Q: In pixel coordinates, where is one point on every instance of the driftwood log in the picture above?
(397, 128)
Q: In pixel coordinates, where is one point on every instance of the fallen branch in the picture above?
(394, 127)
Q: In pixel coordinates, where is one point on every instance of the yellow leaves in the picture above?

::::::::::

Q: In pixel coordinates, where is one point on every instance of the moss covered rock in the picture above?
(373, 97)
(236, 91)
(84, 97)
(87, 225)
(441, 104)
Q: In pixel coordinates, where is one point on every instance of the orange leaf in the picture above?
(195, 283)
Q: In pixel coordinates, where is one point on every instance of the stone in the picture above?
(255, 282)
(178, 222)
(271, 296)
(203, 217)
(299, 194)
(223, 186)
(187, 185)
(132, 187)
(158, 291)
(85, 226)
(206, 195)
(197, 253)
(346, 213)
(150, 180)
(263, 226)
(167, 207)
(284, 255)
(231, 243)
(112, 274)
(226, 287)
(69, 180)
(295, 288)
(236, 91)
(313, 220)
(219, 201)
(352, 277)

::::::::::

### EXERCISE PROMPT
The response should be the listing above, limited to the lines between the one holding "branch in the picture above?" and the one holding "leaves in the picture above?", inclusive, reproduced exactly.

### WRITTEN SOLUTION
Q: In pixel coordinates, where is one point on every instance of the fallen branch in the picture above?
(394, 127)
Q: In pixel coordinates, where is one point on every instance of the yellow leaves in the picture above?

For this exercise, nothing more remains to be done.